- [Votre tâche] Reprenez l'article sur la victoire de Mikaël Kingsbury à Deer Valley et prolongez-le à partir de sa dernière phrase.

Dans le walkie-talkie du préposé au départ, Kingsbury a entendu que son malheureux rival était inconscient. Le champion olympique des bosses a détaché ses skis et tenté de penser à autre chose. Le personnel médical est resté une quinzaine de minutes autour du blessé avant de l’évacuer en civière dans la stupeur générale.

Après cette pause inquiétante, Kingsbury s’est élancé. Comme d’habitude, il a gagné. Mais le skieur de Deux-Montagnes n’oubliera pas de sitôt son 100e podium et sa 71e victoire en Coupe du monde, survenue dans ces circonstances dramatiques, jeudi après-midi, à Deer Valley, en Utah.

Après sa descente, le Québécois de 29 ans a envoyé ses meilleurs vœux à McQuinn, qui se dirigeait assurément vers le meilleur résultat de sa carrière – et potentiellement une qualification olympique surprise – quand il a perdu l’équilibre à l’approche du deuxième saut.

« Je voulais envoyer toutes mes pensées et dédier cette victoire à George », a immédiatement exprimé Kingsbury après la confirmation de sa victoire.

Je n’ai pas vu son crash, mais ça n’avait pas l’air beau. Je lui souhaite le meilleur.

Mikaël Kingsbury

Heureusement, McQuinn était dans un état « stable » et avait repris connaissance quand il a été évacué, au dire de Kingsbury. L’Américain, dont la 19e place à Tremblant dimanche égalait un sommet personnel, participait à sa première finale réservée aux six mieux classés.

- [Matériel d'étude]

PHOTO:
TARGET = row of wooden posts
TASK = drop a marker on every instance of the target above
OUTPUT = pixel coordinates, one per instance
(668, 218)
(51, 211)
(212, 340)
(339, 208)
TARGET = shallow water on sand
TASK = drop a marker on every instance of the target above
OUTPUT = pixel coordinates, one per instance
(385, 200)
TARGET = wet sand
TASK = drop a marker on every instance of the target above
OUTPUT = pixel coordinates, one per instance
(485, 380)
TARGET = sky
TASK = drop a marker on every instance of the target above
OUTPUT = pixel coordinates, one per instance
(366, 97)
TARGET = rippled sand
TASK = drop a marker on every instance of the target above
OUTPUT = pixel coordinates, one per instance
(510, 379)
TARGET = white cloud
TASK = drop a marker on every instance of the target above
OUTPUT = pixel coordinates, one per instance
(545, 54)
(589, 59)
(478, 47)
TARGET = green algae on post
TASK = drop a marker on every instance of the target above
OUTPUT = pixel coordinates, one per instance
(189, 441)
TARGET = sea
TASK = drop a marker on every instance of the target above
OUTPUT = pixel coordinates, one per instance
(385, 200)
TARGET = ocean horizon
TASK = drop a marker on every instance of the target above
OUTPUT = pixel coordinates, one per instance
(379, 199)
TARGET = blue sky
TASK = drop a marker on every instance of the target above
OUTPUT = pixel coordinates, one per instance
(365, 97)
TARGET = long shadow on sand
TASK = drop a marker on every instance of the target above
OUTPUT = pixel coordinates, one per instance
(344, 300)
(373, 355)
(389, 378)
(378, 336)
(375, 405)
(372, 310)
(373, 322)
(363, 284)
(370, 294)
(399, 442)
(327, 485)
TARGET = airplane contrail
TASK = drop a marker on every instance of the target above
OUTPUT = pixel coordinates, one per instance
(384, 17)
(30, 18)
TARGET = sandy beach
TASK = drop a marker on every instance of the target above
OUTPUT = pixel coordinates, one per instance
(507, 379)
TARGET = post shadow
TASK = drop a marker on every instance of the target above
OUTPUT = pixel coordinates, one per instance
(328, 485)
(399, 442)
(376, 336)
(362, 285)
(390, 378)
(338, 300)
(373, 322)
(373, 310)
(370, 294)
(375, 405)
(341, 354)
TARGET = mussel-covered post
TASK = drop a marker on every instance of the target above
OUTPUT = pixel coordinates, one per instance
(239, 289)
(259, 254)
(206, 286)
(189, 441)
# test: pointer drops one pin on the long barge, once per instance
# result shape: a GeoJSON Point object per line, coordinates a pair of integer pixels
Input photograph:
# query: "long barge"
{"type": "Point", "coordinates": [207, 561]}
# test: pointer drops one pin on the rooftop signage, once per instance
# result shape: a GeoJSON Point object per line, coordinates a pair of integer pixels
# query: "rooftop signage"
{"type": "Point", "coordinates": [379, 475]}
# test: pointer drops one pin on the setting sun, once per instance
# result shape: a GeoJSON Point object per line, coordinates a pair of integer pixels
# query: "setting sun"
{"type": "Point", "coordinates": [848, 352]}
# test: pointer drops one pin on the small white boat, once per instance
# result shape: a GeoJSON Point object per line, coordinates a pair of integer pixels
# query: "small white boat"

- [Réponse attendue]
« Chapeau à George d’avoir poussé », a dit plus tard le Québécois en visioconférence. « Le gars est très talentueux. Mais c’est dur pour Ikuma [Horishima] et moi quand on doit attendre un extra 20, 25 minutes en haut de la piste. »

Kingsbury a rappelé la blessure de la Française Sandra Laoura, qui a perdu l’usage de ses jambes lors d’un accident à l’entraînement au mont Gabriel en 2007. Âgé de 14 ans à l’époque, il avait suivi la séance en bordure de piste.

« Après avoir entendu les nouvelles, ça m’avait fait un peu peur. Dans des moments comme ça, quand tu vois quelqu’un d’inconscient, ça fait toujours peur. Mais ce sont les risques du sport. On n’a rien à enlever à ce gars. Il a poussé pour essayer de monter sur un premier podium à vie quand la compétition est vraiment forte et dans des conditions plus difficiles que ce matin. »

Malgré les circonstances dramatiques et la détérioration de la visibilité en cette fin d’après-midi, Kingsbury a encore réalisé une descente en plein contrôle en super finale.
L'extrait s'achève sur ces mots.